## Material provided:
^^^^

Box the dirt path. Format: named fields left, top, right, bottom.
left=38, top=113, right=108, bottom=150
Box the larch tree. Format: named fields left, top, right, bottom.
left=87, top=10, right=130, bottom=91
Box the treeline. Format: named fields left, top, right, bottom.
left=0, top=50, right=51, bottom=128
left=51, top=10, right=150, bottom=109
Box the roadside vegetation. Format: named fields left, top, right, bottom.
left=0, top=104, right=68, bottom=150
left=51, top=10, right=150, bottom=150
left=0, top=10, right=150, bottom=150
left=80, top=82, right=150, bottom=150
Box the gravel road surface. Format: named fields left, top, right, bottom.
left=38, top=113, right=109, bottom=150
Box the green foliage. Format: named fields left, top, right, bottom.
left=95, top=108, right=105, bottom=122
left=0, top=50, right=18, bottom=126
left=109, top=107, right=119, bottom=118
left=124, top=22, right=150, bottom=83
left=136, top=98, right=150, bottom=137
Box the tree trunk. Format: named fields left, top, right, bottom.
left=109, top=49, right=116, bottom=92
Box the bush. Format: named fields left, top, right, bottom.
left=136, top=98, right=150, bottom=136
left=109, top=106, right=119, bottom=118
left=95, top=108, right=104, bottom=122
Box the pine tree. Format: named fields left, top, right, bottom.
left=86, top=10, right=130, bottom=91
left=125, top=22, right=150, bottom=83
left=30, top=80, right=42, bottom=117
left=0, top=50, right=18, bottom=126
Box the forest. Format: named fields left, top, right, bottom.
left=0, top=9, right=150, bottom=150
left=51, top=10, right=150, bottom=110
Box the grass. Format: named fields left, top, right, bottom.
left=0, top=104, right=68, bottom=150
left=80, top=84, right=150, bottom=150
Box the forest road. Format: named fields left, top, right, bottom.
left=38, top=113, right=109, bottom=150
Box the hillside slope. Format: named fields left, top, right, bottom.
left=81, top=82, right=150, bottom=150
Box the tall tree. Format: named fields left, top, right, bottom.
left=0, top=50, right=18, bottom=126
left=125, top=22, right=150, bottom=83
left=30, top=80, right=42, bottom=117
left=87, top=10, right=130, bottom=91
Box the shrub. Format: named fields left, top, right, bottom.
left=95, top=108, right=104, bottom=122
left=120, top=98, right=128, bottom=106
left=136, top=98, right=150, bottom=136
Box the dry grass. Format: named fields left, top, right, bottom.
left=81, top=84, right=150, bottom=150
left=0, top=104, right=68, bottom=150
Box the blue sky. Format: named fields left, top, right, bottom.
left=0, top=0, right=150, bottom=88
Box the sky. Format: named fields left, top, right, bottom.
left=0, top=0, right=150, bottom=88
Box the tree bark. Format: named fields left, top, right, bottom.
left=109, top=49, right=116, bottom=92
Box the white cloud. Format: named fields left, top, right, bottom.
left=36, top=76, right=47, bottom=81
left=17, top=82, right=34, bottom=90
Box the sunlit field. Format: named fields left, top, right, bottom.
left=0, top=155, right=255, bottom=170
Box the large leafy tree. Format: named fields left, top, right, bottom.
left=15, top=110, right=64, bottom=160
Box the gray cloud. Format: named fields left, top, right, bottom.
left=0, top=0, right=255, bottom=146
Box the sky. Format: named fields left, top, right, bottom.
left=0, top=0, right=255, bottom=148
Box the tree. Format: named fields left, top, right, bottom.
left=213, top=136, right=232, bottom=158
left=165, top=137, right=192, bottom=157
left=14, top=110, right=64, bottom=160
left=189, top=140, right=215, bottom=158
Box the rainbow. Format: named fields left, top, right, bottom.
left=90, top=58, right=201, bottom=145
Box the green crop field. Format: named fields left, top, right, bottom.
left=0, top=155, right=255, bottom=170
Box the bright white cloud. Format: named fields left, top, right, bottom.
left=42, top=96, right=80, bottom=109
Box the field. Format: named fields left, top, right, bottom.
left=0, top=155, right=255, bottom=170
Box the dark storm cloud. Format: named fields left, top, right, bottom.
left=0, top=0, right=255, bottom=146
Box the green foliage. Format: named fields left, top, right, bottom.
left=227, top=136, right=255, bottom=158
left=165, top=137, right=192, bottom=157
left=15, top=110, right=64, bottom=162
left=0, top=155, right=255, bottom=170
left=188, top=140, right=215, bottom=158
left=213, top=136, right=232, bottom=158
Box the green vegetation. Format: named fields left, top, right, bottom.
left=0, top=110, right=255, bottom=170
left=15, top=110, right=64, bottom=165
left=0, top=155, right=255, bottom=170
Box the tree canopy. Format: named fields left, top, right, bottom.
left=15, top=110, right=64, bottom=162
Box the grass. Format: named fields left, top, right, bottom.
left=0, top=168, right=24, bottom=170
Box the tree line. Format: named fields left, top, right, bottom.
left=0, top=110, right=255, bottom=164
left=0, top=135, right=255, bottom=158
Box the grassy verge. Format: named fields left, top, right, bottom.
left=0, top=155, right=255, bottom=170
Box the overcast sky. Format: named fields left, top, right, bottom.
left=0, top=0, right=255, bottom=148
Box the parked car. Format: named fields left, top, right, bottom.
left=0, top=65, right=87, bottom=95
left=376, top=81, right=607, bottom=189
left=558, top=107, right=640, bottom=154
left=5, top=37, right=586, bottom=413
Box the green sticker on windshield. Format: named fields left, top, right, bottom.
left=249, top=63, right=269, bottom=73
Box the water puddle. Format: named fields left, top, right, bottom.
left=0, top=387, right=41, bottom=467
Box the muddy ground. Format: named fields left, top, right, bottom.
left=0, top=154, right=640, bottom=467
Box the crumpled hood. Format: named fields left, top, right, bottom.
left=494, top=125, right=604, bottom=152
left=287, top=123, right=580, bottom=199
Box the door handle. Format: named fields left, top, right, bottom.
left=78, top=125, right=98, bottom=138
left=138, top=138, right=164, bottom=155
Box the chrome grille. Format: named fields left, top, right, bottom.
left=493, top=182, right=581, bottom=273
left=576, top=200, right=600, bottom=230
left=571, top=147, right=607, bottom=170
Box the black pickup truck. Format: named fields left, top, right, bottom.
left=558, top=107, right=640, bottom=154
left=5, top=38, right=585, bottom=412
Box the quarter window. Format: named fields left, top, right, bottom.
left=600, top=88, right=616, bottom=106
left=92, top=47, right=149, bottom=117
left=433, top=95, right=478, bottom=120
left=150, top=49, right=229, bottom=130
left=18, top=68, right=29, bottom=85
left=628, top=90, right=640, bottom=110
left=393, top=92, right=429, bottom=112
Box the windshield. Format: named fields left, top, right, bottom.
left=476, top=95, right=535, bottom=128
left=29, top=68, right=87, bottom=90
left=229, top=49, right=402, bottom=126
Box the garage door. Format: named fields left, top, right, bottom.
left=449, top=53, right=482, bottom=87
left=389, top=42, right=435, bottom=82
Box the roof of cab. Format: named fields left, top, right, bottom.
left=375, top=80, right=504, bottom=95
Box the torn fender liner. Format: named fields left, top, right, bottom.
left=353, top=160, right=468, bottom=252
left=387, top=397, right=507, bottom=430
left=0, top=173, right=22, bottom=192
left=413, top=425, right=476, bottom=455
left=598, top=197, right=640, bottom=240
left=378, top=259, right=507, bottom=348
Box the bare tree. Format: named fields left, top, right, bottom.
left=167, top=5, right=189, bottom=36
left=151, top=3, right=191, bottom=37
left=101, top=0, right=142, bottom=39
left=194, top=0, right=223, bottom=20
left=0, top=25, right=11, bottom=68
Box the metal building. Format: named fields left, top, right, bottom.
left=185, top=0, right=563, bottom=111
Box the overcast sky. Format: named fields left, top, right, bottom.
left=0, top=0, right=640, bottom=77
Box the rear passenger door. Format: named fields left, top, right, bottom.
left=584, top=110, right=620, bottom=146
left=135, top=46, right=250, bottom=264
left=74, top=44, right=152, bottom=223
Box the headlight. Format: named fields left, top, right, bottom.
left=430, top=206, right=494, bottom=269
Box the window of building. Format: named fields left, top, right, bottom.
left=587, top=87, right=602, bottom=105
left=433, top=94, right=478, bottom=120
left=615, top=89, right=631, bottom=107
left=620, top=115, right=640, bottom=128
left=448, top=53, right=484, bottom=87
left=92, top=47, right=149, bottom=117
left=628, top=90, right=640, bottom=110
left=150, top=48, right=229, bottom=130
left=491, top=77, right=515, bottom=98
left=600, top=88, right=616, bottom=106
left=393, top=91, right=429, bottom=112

^^^^

## Problem:
Reproduce the items word for word, from the first line through the line containing "left=81, top=82, right=150, bottom=150", including that line.

## Response to this exercise:
Box the dirt path. Format: named fields left, top, right, bottom.
left=38, top=113, right=108, bottom=150
Box the larch tree. Format: named fields left, top, right, bottom.
left=87, top=10, right=130, bottom=91
Box the treeline. Format: named fields left, top, right, bottom.
left=0, top=50, right=51, bottom=128
left=51, top=10, right=150, bottom=109
Box the roadside vegetation. Format: named fields left, top, right, bottom.
left=0, top=104, right=68, bottom=150
left=51, top=10, right=150, bottom=150
left=0, top=10, right=150, bottom=150
left=80, top=82, right=150, bottom=150
Box the gravel road surface. Format: named fields left, top, right, bottom.
left=38, top=113, right=109, bottom=150
Box the green foliage. Format: named fields left, top, right, bottom.
left=95, top=108, right=105, bottom=122
left=0, top=50, right=18, bottom=126
left=109, top=107, right=119, bottom=118
left=124, top=22, right=150, bottom=83
left=136, top=98, right=150, bottom=137
Box the tree trunk. Format: named fields left, top, right, bottom.
left=109, top=49, right=116, bottom=92
Box the bush. Format: named fields left, top, right, bottom.
left=136, top=98, right=150, bottom=136
left=109, top=106, right=119, bottom=118
left=95, top=108, right=104, bottom=122
Box the pine tree. Format: named fields left, top, right, bottom.
left=86, top=10, right=130, bottom=91
left=125, top=22, right=150, bottom=83
left=30, top=80, right=42, bottom=117
left=0, top=50, right=18, bottom=126
Box the forest. Format: named fields left, top, right, bottom.
left=0, top=9, right=150, bottom=150
left=51, top=10, right=150, bottom=110
Box the grass. Format: named fields left, top, right, bottom.
left=0, top=104, right=68, bottom=150
left=80, top=84, right=150, bottom=150
Box the forest road. Format: named fields left, top, right, bottom.
left=38, top=113, right=109, bottom=150
Box the hillside slope. Format: named fields left, top, right, bottom.
left=81, top=82, right=150, bottom=150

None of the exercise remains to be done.